Point labeling dataset excerpts
━━━━━━━━━━━━━━━━━━━━━━━━━━━━━━

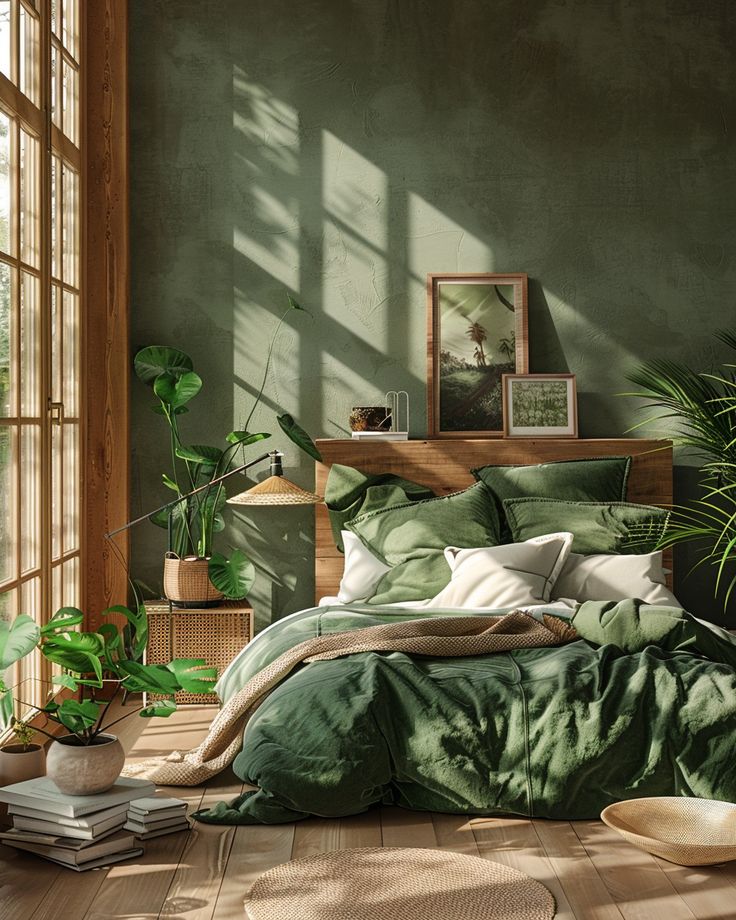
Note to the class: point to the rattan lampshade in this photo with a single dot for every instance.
(276, 490)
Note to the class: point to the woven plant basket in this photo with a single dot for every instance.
(682, 830)
(187, 582)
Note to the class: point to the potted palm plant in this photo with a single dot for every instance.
(704, 407)
(88, 758)
(195, 575)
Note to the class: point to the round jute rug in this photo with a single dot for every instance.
(397, 883)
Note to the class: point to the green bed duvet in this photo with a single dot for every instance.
(643, 703)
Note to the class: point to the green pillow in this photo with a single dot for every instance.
(598, 479)
(597, 527)
(350, 492)
(411, 538)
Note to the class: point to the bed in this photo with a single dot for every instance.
(642, 702)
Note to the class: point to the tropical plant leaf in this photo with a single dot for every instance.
(18, 638)
(155, 360)
(194, 674)
(161, 708)
(176, 391)
(233, 576)
(293, 430)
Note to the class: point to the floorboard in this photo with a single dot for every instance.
(206, 874)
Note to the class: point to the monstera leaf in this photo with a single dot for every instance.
(155, 360)
(233, 576)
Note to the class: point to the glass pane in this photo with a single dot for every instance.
(5, 37)
(56, 485)
(70, 376)
(30, 523)
(56, 393)
(6, 186)
(28, 69)
(70, 485)
(71, 27)
(70, 235)
(29, 199)
(7, 344)
(70, 592)
(70, 101)
(55, 214)
(8, 489)
(30, 349)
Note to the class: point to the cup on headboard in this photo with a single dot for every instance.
(370, 418)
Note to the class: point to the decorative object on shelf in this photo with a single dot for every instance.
(197, 475)
(79, 762)
(223, 630)
(370, 418)
(704, 405)
(477, 331)
(540, 406)
(681, 829)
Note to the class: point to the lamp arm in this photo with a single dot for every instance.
(207, 485)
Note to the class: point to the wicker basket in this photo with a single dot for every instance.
(215, 634)
(187, 582)
(686, 831)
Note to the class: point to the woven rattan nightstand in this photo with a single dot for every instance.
(216, 634)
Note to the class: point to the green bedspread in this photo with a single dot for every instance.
(644, 703)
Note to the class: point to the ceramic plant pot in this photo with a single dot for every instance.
(187, 582)
(84, 769)
(18, 763)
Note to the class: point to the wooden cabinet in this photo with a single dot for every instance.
(216, 634)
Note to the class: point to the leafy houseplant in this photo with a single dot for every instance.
(84, 658)
(194, 521)
(705, 406)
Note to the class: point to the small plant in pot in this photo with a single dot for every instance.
(195, 574)
(88, 759)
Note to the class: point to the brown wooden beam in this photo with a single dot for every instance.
(106, 302)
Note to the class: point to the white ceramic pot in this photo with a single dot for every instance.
(84, 769)
(18, 764)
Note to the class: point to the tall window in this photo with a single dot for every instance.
(40, 326)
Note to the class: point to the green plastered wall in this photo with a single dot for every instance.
(341, 149)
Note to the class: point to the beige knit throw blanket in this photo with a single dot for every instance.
(442, 637)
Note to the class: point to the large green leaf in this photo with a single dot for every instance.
(233, 576)
(194, 674)
(155, 360)
(18, 638)
(176, 391)
(77, 652)
(298, 435)
(64, 618)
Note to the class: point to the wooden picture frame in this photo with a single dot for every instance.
(468, 326)
(540, 406)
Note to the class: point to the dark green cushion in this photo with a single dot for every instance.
(350, 492)
(597, 527)
(411, 538)
(599, 479)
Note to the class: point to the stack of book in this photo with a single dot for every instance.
(155, 816)
(79, 832)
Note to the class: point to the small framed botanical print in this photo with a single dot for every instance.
(477, 331)
(540, 406)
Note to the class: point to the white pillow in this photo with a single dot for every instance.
(614, 578)
(362, 570)
(512, 575)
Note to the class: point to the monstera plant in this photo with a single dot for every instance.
(193, 522)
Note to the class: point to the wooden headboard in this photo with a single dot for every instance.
(444, 465)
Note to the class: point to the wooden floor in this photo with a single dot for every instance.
(206, 873)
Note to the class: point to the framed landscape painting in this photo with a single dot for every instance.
(477, 331)
(540, 406)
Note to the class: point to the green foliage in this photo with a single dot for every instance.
(195, 520)
(704, 407)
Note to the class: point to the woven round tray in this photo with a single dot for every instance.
(686, 831)
(396, 883)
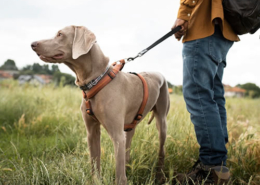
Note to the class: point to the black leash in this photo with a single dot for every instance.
(141, 53)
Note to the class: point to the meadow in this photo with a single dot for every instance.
(43, 140)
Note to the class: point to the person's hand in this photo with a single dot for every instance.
(184, 27)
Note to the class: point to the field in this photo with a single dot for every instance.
(43, 140)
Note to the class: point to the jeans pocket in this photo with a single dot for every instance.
(218, 48)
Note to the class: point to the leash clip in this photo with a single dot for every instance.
(141, 53)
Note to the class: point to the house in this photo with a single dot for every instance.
(35, 79)
(5, 75)
(234, 91)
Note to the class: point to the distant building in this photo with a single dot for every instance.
(5, 75)
(35, 79)
(234, 91)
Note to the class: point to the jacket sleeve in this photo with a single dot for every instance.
(185, 10)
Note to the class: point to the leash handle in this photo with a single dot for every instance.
(141, 53)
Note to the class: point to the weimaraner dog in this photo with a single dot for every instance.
(117, 103)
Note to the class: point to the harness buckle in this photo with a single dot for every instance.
(94, 82)
(138, 117)
(89, 112)
(111, 76)
(128, 129)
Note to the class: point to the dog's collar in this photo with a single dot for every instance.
(93, 82)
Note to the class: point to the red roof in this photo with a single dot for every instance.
(235, 89)
(5, 74)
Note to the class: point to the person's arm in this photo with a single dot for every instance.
(184, 14)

━━━━━━━━━━━━━━━━━━━━━━━━━━━━━━

» **Problem to work on**
Set out every line of the listing above as a numbered list, skipping blank lines and leaving the pictures out.

» **Finished task**
1. Note to the class: point to the rattan lampshade in this photo with a single dot for every instance.
2. (276, 490)
3. Note to the class: point to the woven plant basket in this photo with a single dot for every instance.
4. (682, 830)
5. (187, 582)
6. Note to the class: point to the potted palm plant in this photo with a single dot for every instance.
7. (704, 407)
8. (88, 758)
9. (195, 575)
10. Note to the class: point to the round jute rug in this photo with a single dot for every instance.
11. (397, 883)
12. Note to the class: point to the green bed duvet in this photo with a single dot for every instance.
13. (643, 703)
14. Note to the class: point to the green pillow in this photo with a single dot for every instance.
15. (598, 479)
16. (597, 527)
17. (350, 492)
18. (411, 538)
19. Note to the class: point to the bed in this photo with a single dot for every instance.
20. (642, 702)
21. Note to the class: point to the tropical plant leaf in this photo with a single dot for every instance.
22. (18, 638)
23. (155, 360)
24. (194, 674)
25. (161, 708)
26. (176, 391)
27. (233, 576)
28. (293, 430)
29. Note to the class: point to the floorboard in this photo with a single dot for every instance.
30. (206, 874)
31. Note to the class: point to the monstera leaf in this photo with a single dot for every instance.
32. (155, 360)
33. (233, 576)
34. Note to the class: point to the glass pane in this photo with a single dot for every instance.
35. (5, 37)
36. (56, 485)
37. (70, 376)
38. (30, 523)
39. (56, 393)
40. (6, 186)
41. (28, 69)
42. (70, 485)
43. (71, 27)
44. (70, 235)
45. (29, 199)
46. (7, 344)
47. (70, 592)
48. (70, 101)
49. (55, 214)
50. (8, 489)
51. (30, 349)
52. Note to the class: point to the cup on headboard in this photo with a single dot for every instance.
53. (370, 418)
54. Note to the class: point to the decorative object on shelf in this photo with a single dot for every instance.
55. (197, 475)
56. (79, 762)
57. (223, 630)
58. (370, 418)
59. (704, 405)
60. (477, 331)
61. (540, 406)
62. (681, 829)
63. Note to the class: point to the lamp arm in this photo with a single dot for every instance.
64. (207, 485)
65. Note to the class: point to the wicker basket in this photo with a single dot for every instance.
66. (215, 634)
67. (187, 582)
68. (686, 831)
69. Note to the class: point to the woven rattan nightstand in this photo with a single dot for every instance.
70. (216, 634)
71. Note to the class: point to the green bedspread in this photo with a single dot for every instance.
72. (644, 703)
73. Note to the class: point to the ceramic plant pot in this photo with a single dot for every instance.
74. (187, 582)
75. (84, 769)
76. (18, 763)
77. Note to the class: point to the wooden cabinet in this photo with a single dot for every instance.
78. (216, 634)
79. Note to the class: point to the leafy houseplant in this photo with a single dot for every instance.
80. (84, 658)
81. (194, 521)
82. (705, 406)
83. Note to the class: point to the small plant in pot in this photo with a single dot for every instance.
84. (195, 574)
85. (88, 759)
86. Note to the class: point to the brown wooden beam in this photo with a single dot for every instance.
87. (106, 302)
88. Note to the class: point to the white ceramic pot in this photo with a single dot for every instance.
89. (84, 769)
90. (18, 764)
91. Note to the class: point to the tall window in this photo with a single dot for every instance.
92. (40, 326)
93. Note to the class: point to the green plastered wall in this photo with a single dot for every instance.
94. (341, 149)
95. Note to the class: point to the beige knit throw blanket in this photo with a single dot for every instance.
96. (442, 637)
97. Note to the class: point to the large green leaf in this photo with a single dot for every instance.
98. (233, 576)
99. (194, 674)
100. (155, 360)
101. (18, 638)
102. (176, 391)
103. (77, 652)
104. (298, 435)
105. (64, 618)
106. Note to the class: point to the wooden picture frame in this photo with a single dot for every instance.
107. (468, 326)
108. (540, 406)
109. Note to the class: point to the dark green cushion in this photo with a single dot for every instance.
110. (350, 492)
111. (597, 527)
112. (411, 538)
113. (599, 479)
114. Note to the class: point to the stack of book in this photo with a single dot for every instance.
115. (155, 816)
116. (79, 832)
117. Note to the class: point to the small framed botanical print in this photo with a single dot for every instance.
118. (477, 331)
119. (540, 406)
120. Note to the class: point to the white pillow in this photo with a single dot for every instance.
121. (614, 578)
122. (362, 570)
123. (512, 575)
124. Note to the class: point to the monstera plant in this photo with a single dot for every instance.
125. (193, 522)
126. Note to the class: point to the wooden headboard in this photo with a single dot for every instance.
127. (444, 465)
128. Note to the class: point to the wooden floor in this photo with a single dot for every instance.
129. (206, 873)
130. Note to the class: point to the framed landscape painting in this photo with a single dot for every instance.
131. (477, 331)
132. (540, 406)
133. Note to the class: point to the green foliage in this photo with a single dot for every instance.
134. (195, 520)
135. (704, 407)
136. Note to the class: point to the woven round tray in this photo with a single dot for every instance.
137. (686, 831)
138. (396, 883)
139. Note to the class: point to the black leash in this photo with a single dot for every instance.
140. (141, 53)
141. Note to the class: point to the meadow in this photo with a single dot for every instance.
142. (43, 140)
143. Note to the class: point to the person's hand in this photo with a single dot for every instance.
144. (184, 27)
145. Note to the class: point to the field in this photo with a single dot for every instance.
146. (43, 140)
147. Note to the class: point to the jeans pocket in this photo with a single dot for every instance.
148. (218, 48)
149. Note to the class: point to the leash clip in this photo with a single dot for every instance.
150. (141, 53)
151. Note to the class: point to the house in this photo with a single dot for every instance.
152. (35, 79)
153. (5, 75)
154. (234, 91)
155. Note to the class: point to the distant building in this photo with a single dot for every instance.
156. (5, 75)
157. (35, 79)
158. (234, 91)
159. Note to the class: point to the jacket sleeve in this photo with a single dot for every instance.
160. (185, 10)
161. Note to the class: point to the leash handle in this photo with a single dot for every instance.
162. (141, 53)
163. Note to the class: point to the weimaraner dog in this photo with a single dot for every instance.
164. (117, 103)
165. Note to the class: point to the harness buckle in this photo with a single dot for every instance.
166. (94, 82)
167. (138, 117)
168. (89, 112)
169. (111, 76)
170. (128, 129)
171. Note to the class: point to the dog's collar in this photo with a single dot for every instance.
172. (93, 82)
173. Note to the class: point to the red roof in this photo with a single dot for every instance.
174. (235, 89)
175. (5, 74)
176. Note to the class: point to the person's arm in this photo with a single dot for every instance.
177. (184, 14)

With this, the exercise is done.